Task details »
The article on cardiac strain imaging calls ejection fraction a lagging indicator of heart disease. In one to three sentences, explain why, using the reason the article gives.

-- Exercise text follows --

Published: 
By  Charles Feigenoff
Fred Epstein profile photo
Fred Epstein is a professor of BME and chair of the department. He develops magnetic resonance imaging techniques for assessing the structure, function, and perfusion of the cardiovascular system, particularly in the setting of cardiovascular disease, diabetes, and musculoskeletal disease.

The ejection fraction is a standard measure of heart function. It’s the percentage of blood leaving the heart each time it beats. But in terms of diagnosing heart disease, it’s what economists might call a lagging indicator.   

“The problem is that ejection fraction is retrospective,” said Frederick Epstein, professor and chair in the Department of Biomedical Engineering at the University of Virginia. “By the time function declines enough to alter the ejection fraction, the damage may be done.”

For the last 15 years, Epstein and the researchers in his group have been the world leaders in developing a cardiac magnetic resonance imaging technology that can directly measure the contractile function of heart muscle tissue. The technique is called cine displacement encoding with stimulated echoes (DENSE) strain MRI.

Cine DENSE strain imaging could make it possible for cardiologists to detect early heart dysfunction and intervene early, before damage that could otherwise lead to heart failure. The National Heart, Lung, and Blood Institute at the National Institutes of Health recently awarded Epstein a grant that will move the technology significantly closer to commercialization.

“In many cases, researchers have demonstrated that cine DENSE MRI is a more sensitive indicator than ejection fraction,” Epstein said. “Our plan is that in the future, when patients come in to the clinic for an MRI, cine DENSE cardiac strain imaging will be among the suite of options available to them.”

“We are getting really close.”

The new grant will allow Epstein to tackle the last major set of issues that stand in the way of widespread clinical application. Currently, patients must hold their breath while the image is being acquired, which can be difficult for some patients. Epstein and his team are using the grant to develop a process that separates respiratory motion from cardiac motion, creating accurate images while allowing patients to breathe freely. They are also developing deep learning methods to accelerate and automate the image analysis process.

Finally, they will test their improved technology against the older version in a clinical area the lab has been pursuing, the use of cine DENSE MRI to help cardiac electrophysiologists make better decisions about the use of pacemakers and implantable cardioverter defibrillators.

“Our goal has been to develop an efficient, easy-to-use, accurate and reproducible technique that will be broadly useful for cardiac imaging and other clinical purposes,” Epstein said. “After 15 years, we are getting really close.”

members of the Epstein Lab at UVA
The Epstein Lab at UVA.

The Backstory

When Epstein first began working with cine-DENSE MRI for cardiac strain imaging, a research team at the National Institutes of Health had created a proof in principle for the technology, but it was limited to a single image of a fully contracted heart. “Heart imaging is not very useful unless you can do time-resolved imaging over the cardiac cycle,” Epstein said. “They stopped at a single image because they knew how difficult getting beyond that point was going to be.”

Cine DENSE MRI is indeed a complex technology rooted in the physics of how tissue displacement modifies MRI signals. Simply put, as the heart contracts and tissues move, it causes a phase shift in the MR signal that can be imaged and the displacement calculated. “We get extremely accurate measurements of motion, and from that calculate the strain—the deformation of the heart during contraction,” Epstein said.

-- Exercise text concluded --
-- Record set follows --

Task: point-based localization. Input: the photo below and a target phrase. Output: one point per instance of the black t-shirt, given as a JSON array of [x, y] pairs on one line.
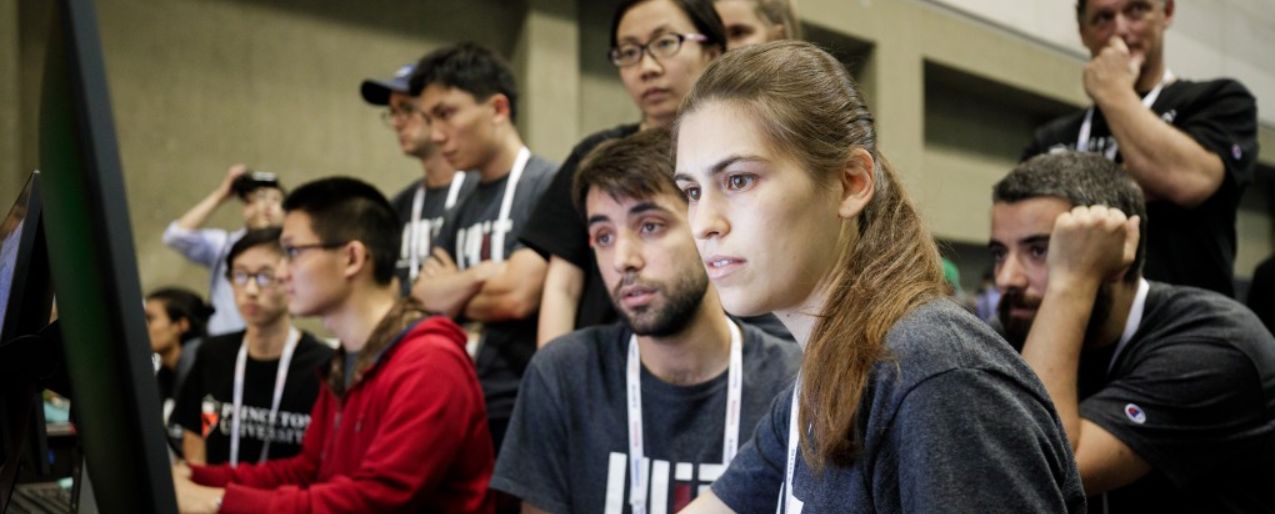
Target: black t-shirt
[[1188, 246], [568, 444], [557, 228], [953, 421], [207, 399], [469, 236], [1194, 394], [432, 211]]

-- Record set concluded --
-- Record set follows --

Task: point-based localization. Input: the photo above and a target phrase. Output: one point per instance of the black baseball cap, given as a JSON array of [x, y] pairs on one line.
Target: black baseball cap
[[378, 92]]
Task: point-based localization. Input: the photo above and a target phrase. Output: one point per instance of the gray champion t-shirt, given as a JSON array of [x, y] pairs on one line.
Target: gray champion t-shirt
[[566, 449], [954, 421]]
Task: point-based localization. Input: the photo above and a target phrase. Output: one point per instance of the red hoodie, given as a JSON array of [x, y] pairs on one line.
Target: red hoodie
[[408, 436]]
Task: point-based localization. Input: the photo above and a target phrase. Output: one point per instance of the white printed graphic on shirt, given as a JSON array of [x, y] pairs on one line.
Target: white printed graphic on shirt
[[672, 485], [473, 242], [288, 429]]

-- Record set concluded --

Written reply »
Ejection fraction is retrospective. It changes only after heart function has declined enough to alter it, and by then the damage may already be done.